[START]

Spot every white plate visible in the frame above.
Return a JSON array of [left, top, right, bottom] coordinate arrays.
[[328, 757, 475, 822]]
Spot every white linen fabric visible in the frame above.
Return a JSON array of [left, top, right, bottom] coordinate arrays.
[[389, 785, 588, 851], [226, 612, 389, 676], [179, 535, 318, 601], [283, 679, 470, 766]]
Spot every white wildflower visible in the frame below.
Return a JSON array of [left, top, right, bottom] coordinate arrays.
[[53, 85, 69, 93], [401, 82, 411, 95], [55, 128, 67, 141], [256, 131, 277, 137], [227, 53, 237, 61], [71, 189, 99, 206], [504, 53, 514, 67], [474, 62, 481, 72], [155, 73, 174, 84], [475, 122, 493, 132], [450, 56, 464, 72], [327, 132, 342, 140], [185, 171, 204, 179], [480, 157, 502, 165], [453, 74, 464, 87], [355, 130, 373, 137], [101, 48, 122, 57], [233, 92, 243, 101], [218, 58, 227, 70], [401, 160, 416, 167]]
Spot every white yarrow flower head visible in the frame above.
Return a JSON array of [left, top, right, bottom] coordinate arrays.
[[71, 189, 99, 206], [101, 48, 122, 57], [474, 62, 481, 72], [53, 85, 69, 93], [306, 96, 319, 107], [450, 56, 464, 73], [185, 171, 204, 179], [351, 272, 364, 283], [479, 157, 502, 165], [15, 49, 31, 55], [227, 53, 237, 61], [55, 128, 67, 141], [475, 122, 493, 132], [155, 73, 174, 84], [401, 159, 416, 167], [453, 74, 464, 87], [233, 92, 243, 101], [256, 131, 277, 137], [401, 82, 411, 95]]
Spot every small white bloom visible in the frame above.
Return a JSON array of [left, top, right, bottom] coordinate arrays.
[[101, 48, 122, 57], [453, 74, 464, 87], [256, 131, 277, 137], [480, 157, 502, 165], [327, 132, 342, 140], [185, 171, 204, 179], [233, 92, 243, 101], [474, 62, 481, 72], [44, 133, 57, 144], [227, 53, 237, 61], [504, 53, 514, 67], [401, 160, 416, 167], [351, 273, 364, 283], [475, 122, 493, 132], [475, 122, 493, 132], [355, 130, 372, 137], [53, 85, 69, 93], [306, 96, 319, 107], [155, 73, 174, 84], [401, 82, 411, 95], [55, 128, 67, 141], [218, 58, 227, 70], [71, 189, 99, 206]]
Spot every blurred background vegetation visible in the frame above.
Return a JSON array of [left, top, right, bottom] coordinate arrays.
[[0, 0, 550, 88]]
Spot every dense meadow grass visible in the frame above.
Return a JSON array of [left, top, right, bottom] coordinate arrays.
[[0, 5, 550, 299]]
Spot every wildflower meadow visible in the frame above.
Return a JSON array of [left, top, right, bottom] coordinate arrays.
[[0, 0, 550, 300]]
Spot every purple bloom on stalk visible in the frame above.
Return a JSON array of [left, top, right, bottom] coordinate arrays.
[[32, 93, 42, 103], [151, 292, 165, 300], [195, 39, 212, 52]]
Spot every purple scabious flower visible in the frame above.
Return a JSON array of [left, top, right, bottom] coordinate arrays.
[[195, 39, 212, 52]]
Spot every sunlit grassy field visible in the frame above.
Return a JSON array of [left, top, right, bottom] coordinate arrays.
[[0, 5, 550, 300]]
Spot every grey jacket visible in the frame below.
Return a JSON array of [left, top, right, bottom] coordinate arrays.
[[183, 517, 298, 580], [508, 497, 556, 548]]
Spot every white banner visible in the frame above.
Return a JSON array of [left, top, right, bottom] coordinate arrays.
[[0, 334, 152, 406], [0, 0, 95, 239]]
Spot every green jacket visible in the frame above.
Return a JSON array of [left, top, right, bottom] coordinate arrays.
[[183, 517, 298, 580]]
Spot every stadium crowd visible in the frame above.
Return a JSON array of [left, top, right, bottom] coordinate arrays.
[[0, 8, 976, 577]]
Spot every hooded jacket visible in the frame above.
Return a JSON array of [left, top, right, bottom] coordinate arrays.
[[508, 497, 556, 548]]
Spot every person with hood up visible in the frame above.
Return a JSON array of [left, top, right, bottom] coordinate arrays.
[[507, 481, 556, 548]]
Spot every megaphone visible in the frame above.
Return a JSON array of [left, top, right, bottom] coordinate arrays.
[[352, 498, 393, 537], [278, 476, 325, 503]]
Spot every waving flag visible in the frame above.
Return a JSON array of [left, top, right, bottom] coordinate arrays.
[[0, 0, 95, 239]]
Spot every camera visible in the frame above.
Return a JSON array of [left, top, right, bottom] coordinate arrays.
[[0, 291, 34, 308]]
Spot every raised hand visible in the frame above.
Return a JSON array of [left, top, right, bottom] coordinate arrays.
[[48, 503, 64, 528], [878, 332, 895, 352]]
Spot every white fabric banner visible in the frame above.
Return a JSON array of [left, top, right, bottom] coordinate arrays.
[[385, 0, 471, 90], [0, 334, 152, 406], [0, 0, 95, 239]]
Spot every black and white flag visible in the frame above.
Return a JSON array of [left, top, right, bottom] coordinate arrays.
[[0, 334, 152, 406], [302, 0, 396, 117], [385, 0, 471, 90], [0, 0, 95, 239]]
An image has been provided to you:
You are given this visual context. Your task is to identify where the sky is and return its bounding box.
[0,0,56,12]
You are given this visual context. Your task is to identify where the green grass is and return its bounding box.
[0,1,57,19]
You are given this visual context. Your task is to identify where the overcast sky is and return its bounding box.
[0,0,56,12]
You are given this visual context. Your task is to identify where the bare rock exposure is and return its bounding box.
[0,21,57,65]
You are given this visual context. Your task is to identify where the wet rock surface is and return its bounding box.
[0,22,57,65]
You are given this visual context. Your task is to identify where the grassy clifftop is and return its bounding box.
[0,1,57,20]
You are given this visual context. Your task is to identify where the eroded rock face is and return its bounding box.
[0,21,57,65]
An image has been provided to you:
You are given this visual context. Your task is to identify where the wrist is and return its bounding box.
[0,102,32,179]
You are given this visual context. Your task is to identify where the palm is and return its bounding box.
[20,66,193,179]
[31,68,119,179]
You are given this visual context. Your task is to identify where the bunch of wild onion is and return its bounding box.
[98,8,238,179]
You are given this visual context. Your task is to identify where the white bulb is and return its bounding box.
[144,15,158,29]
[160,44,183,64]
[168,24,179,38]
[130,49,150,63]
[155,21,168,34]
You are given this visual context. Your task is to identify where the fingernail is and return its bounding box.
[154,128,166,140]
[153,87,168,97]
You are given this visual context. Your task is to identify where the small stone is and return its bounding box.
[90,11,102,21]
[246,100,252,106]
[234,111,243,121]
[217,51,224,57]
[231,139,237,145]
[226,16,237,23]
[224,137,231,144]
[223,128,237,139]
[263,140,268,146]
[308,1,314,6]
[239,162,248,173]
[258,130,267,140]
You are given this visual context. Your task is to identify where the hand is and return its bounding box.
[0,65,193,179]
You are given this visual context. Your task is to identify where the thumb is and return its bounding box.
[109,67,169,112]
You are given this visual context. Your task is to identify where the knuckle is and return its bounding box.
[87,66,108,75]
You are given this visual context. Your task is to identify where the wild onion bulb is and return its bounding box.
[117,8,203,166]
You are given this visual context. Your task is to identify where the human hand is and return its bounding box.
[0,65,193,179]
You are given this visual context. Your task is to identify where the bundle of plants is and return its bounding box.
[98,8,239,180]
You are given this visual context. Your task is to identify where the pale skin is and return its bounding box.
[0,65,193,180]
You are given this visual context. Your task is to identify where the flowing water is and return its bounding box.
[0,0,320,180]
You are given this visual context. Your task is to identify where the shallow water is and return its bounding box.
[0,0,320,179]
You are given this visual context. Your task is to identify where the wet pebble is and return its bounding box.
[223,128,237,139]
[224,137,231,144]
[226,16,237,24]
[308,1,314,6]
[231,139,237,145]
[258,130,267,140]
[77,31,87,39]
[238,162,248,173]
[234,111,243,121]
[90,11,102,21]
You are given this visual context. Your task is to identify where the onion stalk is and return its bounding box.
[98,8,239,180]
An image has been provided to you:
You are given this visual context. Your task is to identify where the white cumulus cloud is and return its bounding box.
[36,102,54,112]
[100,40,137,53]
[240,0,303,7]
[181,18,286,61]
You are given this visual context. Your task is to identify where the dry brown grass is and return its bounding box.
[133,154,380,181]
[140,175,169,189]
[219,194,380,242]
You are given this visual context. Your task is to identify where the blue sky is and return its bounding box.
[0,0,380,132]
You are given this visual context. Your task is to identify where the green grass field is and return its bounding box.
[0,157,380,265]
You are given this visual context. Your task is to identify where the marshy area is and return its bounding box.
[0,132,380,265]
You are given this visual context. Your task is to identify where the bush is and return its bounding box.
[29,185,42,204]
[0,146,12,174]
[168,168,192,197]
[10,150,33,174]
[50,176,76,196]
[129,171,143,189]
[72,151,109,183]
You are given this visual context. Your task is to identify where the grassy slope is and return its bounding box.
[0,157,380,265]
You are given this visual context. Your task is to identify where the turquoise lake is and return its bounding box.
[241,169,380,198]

[END]

• Job: Reproduce the rows above verbatim, starting at the line containing "field is and return its bounding box." and continuing through the final row, inclusive.

• Complete response:
You are given this visual context. Your task is to identify where the green grass field is and return its bounding box.
[0,157,380,265]
You are given this visual context. Your task is to identify where the marshy area is and return its bounding box.
[0,132,380,265]
You are given this visual context. Your task is to identify where the bush is and return its bounding box.
[29,185,42,204]
[0,146,12,174]
[168,168,192,197]
[10,150,33,174]
[50,176,76,196]
[129,171,143,189]
[72,151,109,183]
You are given this visual context. Your task is to identify where the grassy slope is and return its bounding box.
[0,157,380,265]
You are given this visual context. Your task is to identify where the turquoise lake is and return its bounding box.
[241,169,380,198]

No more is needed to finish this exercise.